## Record excerpts
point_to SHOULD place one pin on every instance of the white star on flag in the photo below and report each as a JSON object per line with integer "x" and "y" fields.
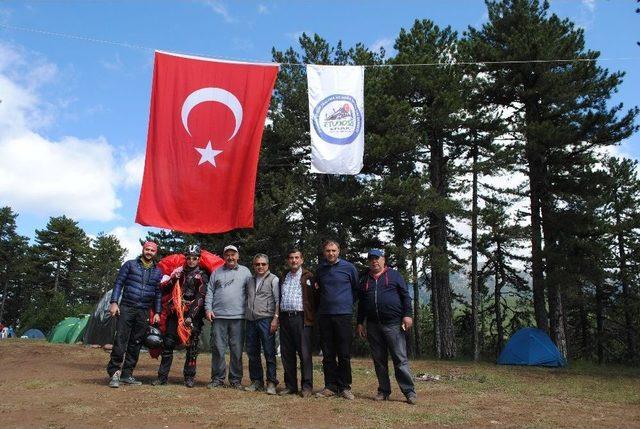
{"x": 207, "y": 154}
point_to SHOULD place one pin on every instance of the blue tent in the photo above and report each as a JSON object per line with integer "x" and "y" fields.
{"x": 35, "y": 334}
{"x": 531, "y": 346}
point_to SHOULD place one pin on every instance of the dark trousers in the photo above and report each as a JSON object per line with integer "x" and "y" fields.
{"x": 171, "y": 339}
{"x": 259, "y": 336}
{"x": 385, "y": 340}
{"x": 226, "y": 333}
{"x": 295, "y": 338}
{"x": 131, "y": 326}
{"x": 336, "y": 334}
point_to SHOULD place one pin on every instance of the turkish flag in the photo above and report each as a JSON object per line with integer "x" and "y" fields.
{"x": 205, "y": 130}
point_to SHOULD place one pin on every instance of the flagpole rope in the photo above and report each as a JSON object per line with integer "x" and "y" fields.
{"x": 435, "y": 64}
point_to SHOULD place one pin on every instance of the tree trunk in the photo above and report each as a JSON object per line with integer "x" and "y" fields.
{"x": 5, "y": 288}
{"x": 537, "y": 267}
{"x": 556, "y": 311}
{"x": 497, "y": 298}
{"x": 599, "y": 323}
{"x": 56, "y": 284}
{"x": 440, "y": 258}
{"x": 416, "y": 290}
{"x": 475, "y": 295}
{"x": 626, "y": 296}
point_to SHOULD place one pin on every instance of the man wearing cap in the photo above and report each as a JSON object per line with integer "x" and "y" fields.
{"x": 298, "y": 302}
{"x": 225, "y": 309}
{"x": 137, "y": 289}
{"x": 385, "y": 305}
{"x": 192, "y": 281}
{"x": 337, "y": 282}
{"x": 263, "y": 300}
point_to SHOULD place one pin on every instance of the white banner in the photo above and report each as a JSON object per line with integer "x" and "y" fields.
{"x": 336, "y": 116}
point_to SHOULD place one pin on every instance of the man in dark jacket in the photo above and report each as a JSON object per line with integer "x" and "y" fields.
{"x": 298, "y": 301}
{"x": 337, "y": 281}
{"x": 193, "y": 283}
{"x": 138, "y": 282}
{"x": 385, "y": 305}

## Activity
Every line from the one with "the white banner" to the end of the records above should be returned exactly, and no other lines.

## Reply
point_to SHOULD place one pin on every instance of the white banner in the photo above and report each as a JSON object per line with integer "x" and "y" fields.
{"x": 336, "y": 116}
point_to SHOULD place one pin on every instance of the man in dark jacket in the photo above and report each as a JSON object per line with integer "x" and "y" fields.
{"x": 298, "y": 301}
{"x": 337, "y": 281}
{"x": 193, "y": 283}
{"x": 138, "y": 282}
{"x": 385, "y": 305}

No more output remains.